What the task asks: Rewrite the lines below with "noun phrase" replaced by "short description" throughout, keeping everything else the same. Leave the pictures out of your answer.

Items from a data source

▼

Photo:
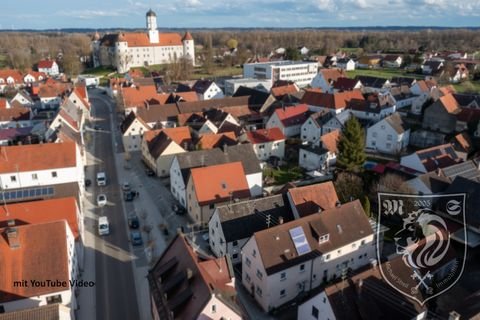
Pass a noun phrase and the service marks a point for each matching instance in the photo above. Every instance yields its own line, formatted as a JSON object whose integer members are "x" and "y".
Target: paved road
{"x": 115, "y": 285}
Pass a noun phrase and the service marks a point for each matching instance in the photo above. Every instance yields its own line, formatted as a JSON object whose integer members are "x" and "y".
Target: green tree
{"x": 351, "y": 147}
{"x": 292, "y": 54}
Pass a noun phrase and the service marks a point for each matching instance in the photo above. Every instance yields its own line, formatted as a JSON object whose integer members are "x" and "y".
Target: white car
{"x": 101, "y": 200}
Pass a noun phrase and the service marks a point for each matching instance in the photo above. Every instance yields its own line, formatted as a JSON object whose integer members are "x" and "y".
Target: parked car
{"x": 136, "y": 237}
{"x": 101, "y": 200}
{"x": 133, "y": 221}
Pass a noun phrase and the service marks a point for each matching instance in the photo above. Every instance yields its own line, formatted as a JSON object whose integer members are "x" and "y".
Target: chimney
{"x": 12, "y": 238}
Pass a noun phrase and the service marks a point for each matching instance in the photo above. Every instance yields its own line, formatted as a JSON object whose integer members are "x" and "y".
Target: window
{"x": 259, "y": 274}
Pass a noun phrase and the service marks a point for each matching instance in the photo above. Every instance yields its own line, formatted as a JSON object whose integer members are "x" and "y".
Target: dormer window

▲

Output of the exercise:
Photo:
Pass a short description and the service marks a point for each matching instance in the photo above. Every instance yields its own line, formatted as a JSON object whose integer members are "x" and "y".
Target: paved road
{"x": 115, "y": 285}
Pass a short description and the service marks a point for each matching instance in the photo above. Every instance yields its own line, formatted as a JSON object whose integer members are "x" and "y".
Target: green tree
{"x": 351, "y": 147}
{"x": 292, "y": 54}
Pass a short description and the service marks a point for each matching instance in the photo above. Every instance yields its own line, formatted as a JSON object whose integer members are "x" and "y".
Target: white car
{"x": 101, "y": 200}
Pass a short description and the service marks a point for each matching instance in the photo above. Every instance yields its own line, formatted as a JSON object whose integer members are "x" and "y".
Target: parked car
{"x": 136, "y": 237}
{"x": 101, "y": 200}
{"x": 133, "y": 221}
Pass a short description and the service marks a point for each matching instance in the photo above. Every instance yields its own line, formatted as a JSON object whose integer members are "x" and "y".
Target: chimney
{"x": 12, "y": 238}
Pass a short description and the service marks a point for each matching instance in the photo above. Every instance yields its own line, formatted as a JSON object whose integer members are "x" and "y".
Target: window
{"x": 259, "y": 274}
Pass a short description and the service marks a point for each matching instance in the photo above. Every instance yields its own line, formatted as a JSON object whose integer members are "x" and "y".
Target: dormer window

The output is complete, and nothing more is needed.